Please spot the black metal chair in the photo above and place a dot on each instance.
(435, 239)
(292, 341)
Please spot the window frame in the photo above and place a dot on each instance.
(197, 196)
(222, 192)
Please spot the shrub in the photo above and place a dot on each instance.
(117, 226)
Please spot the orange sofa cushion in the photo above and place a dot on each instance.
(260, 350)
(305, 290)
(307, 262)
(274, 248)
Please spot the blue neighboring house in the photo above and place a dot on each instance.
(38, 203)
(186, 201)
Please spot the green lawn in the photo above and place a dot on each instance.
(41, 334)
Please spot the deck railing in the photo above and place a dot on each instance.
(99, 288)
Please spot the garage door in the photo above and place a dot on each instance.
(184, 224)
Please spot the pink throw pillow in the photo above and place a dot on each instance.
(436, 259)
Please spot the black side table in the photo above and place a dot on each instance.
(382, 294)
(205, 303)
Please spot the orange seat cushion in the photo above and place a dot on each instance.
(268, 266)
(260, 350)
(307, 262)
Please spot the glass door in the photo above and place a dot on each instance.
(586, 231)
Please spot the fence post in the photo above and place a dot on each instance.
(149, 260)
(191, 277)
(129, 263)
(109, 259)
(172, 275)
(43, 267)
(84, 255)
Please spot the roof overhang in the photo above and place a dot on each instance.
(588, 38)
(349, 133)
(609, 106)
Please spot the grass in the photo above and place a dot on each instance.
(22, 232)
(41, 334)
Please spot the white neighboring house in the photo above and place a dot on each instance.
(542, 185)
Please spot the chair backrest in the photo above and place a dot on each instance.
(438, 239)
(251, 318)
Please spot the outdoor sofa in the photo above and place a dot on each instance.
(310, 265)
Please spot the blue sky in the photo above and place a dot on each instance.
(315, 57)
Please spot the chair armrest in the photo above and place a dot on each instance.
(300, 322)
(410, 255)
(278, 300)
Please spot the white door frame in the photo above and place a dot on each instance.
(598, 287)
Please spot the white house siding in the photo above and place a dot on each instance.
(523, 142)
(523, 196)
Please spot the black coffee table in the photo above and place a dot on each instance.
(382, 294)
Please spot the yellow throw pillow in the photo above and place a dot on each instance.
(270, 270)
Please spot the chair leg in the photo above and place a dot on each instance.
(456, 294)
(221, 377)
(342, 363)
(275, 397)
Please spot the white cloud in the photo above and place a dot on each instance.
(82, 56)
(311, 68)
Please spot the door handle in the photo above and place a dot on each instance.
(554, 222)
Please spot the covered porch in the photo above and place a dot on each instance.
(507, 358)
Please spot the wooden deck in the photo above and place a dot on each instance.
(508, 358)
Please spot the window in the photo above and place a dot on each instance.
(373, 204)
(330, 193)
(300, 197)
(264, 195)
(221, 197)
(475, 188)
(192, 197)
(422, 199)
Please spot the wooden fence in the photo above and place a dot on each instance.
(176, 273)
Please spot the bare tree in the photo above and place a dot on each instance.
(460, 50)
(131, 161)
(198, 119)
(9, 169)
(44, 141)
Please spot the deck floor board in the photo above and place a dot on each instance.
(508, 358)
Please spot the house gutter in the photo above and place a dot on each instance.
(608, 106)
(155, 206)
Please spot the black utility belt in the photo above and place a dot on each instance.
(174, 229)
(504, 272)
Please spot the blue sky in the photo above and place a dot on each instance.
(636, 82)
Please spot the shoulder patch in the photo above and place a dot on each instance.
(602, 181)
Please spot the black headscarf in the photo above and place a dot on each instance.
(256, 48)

○ ○ ○ ○

* [Task brief] Copy the entries exactly, leaving no line out.

* [Result of this exercise]
Please spot the black metal chair in the photo above and place a dot on each instance.
(435, 239)
(292, 341)
Please spot the window frame in the photo above and place a dot on each instance.
(197, 196)
(222, 192)
Please spot the shrub in the photo above and place a dot on each instance.
(117, 226)
Please spot the orange sofa cushion in the photo above and place a dot on each instance.
(260, 350)
(305, 290)
(307, 262)
(274, 248)
Please spot the blue neighboring house in the photo above and place a dot on each instance.
(38, 203)
(186, 201)
Please spot the green lawn in the photo above and place a dot on each instance.
(41, 334)
Please spot the deck railing in the photo above and place a dot on each instance.
(99, 288)
Please spot the garage door in the photo above and place a dot on each instance.
(184, 224)
Please spot the pink throw pillow in the photo above and place a dot on each instance.
(436, 259)
Please spot the black side table in the photo above and place a dot on each instance.
(382, 294)
(205, 303)
Please spot the orange seat cushion in the photo above and place a dot on each instance.
(268, 266)
(260, 350)
(307, 262)
Please spot the glass door in the photo above and place a dot on each instance.
(586, 231)
Please spot the fence post in the photo above and place a dot on each instance.
(149, 260)
(191, 277)
(129, 263)
(109, 259)
(172, 275)
(43, 267)
(84, 255)
Please spot the roof overhang in the photo above and place a dot on each instance.
(588, 38)
(349, 133)
(609, 106)
Please spot the grass in the photo above and place a dot on each instance.
(22, 232)
(41, 334)
Please spot the white neighboring house in the photo above and place a dot on each instance.
(542, 185)
Please spot the chair backrest in the photo above and place a dot on each instance.
(438, 239)
(251, 318)
Please spot the outdoor sofa in the photo above and place a dot on each instance.
(310, 265)
Please spot the blue sky in the photo above and place a dot on each instance.
(315, 57)
Please spot the chair armrest in the photo above and place a dot on each instance.
(300, 322)
(410, 255)
(278, 300)
Please spot the white door frame in the photo above and place a dot on each instance.
(598, 287)
Please spot the white house siding in the photo above and place a dot on each instance.
(523, 142)
(523, 196)
Please spot the black coffee table in the photo above and place a dot on each instance.
(382, 294)
Please spot the yellow throw pillow in the photo above and place a dot on each instance.
(270, 270)
Please spot the chair leg in the photo above and place a dot on each instance.
(456, 294)
(221, 377)
(342, 363)
(275, 397)
Please spot the white cloud in the photo above and place a dot on each instance.
(82, 56)
(311, 68)
Please spot the door handle in the photo above and place a dot on each instance.
(554, 222)
Please spot the covered porch in the photo above and place a dot on each instance.
(507, 358)
Please spot the wooden deck in the photo above and place a dot on each instance.
(508, 358)
Please spot the window in the photo above and place a dot on each instance.
(373, 204)
(330, 193)
(300, 197)
(264, 195)
(221, 197)
(475, 188)
(192, 197)
(422, 199)
Please spot the wooden fence in the photo above and place a dot on each instance.
(176, 273)
Please spot the bare tree in the photo above and place a dot on each instance.
(460, 50)
(131, 161)
(198, 119)
(9, 169)
(44, 141)
Please spot the deck floor board in the photo above and place a dot on each instance.
(508, 358)
Please spot the house gutter in the photo above and place a dot on each instance.
(608, 106)
(155, 206)
Please spot the black utility belt in the photo above and place a dot on each instance.
(174, 229)
(504, 272)
Please spot the blue sky in the photo above and place a dot on each instance.
(636, 82)
Please spot the shoulder patch in the photo above and place a dot on each instance.
(602, 181)
Please spot the black headscarf in the photo above and place a dot on each instance.
(256, 48)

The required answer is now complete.